OBJECTIVE
Copy every one of the following lines word for word, keeping each on a line of its own.

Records
+ + +
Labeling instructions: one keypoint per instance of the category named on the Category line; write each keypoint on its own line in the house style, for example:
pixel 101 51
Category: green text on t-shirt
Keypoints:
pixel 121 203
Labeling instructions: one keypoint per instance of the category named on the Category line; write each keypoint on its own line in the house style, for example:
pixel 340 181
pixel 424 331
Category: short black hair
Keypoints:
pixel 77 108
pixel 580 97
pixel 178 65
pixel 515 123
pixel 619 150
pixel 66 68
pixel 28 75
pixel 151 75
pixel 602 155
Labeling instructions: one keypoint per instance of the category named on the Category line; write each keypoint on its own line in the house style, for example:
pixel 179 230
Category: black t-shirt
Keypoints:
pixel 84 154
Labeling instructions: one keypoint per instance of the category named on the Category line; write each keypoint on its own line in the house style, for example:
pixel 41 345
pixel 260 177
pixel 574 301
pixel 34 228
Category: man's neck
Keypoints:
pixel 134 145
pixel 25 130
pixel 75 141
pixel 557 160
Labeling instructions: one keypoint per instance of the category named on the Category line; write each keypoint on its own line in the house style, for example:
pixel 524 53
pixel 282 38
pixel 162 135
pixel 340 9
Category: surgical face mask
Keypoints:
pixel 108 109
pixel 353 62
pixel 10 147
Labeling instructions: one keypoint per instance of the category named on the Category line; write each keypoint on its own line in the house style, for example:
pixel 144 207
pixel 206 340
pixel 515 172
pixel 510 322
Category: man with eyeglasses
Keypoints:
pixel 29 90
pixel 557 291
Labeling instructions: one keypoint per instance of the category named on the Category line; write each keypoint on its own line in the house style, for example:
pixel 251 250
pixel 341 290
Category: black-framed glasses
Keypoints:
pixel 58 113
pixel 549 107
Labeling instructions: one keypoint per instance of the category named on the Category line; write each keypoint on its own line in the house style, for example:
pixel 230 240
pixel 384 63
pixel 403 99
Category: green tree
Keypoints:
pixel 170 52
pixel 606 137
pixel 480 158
+ + +
WRITTEN ANSWER
Labeling instructions: one keypoint per instance of the category named on the Category line; write each keypoint on its own line in the house style, for example:
pixel 101 51
Category: green text on t-shirt
Keypoints:
pixel 121 203
Labeling instructions: one keypoint per instance of the category named on the Category line; write each keypoint on its own line in the house style, for example:
pixel 340 181
pixel 424 331
Category: short black hair
Keypoints:
pixel 77 108
pixel 580 97
pixel 178 65
pixel 515 123
pixel 619 150
pixel 66 68
pixel 28 75
pixel 151 75
pixel 602 155
Labeling instructions: one keypoint per instance of the category named on the Category line; write each keypoint on its own line in the house style, for example:
pixel 179 230
Category: black t-shirt
Keypoints:
pixel 84 154
Labeling instructions: one keypoint per instance of the category named on the Category line; write each keypoint on its own line in the house style, for example:
pixel 41 345
pixel 260 177
pixel 574 301
pixel 34 228
Category: man's neck
Keypoints:
pixel 134 145
pixel 25 130
pixel 75 141
pixel 557 160
Labeling instructions: one keypoint per instance of the category named on the Category line; write each keypoint on its own line in the house style, for example:
pixel 524 53
pixel 282 38
pixel 162 135
pixel 340 9
Category: surgical face mask
Keypoints:
pixel 108 109
pixel 353 62
pixel 10 147
Labeling instructions: one keypoint per instance of the category named on the Category line; write each keypoint on its own line in the house style, for example:
pixel 144 207
pixel 206 340
pixel 515 172
pixel 510 322
Category: man with eyeglasses
Keypoints:
pixel 29 90
pixel 557 291
Labeling instructions: one keypoint per instance of the category named on the Category line; write each keypoint on its own line in the house style, for example:
pixel 251 250
pixel 341 290
Category: black-framed glasses
Keypoints:
pixel 58 113
pixel 549 107
Labeling instructions: one keypoint per instance of the category named on the Category line; write each keypoint on its own line in the house style, for example:
pixel 230 240
pixel 384 63
pixel 403 99
Category: green tree
Keypoints:
pixel 170 52
pixel 606 137
pixel 480 158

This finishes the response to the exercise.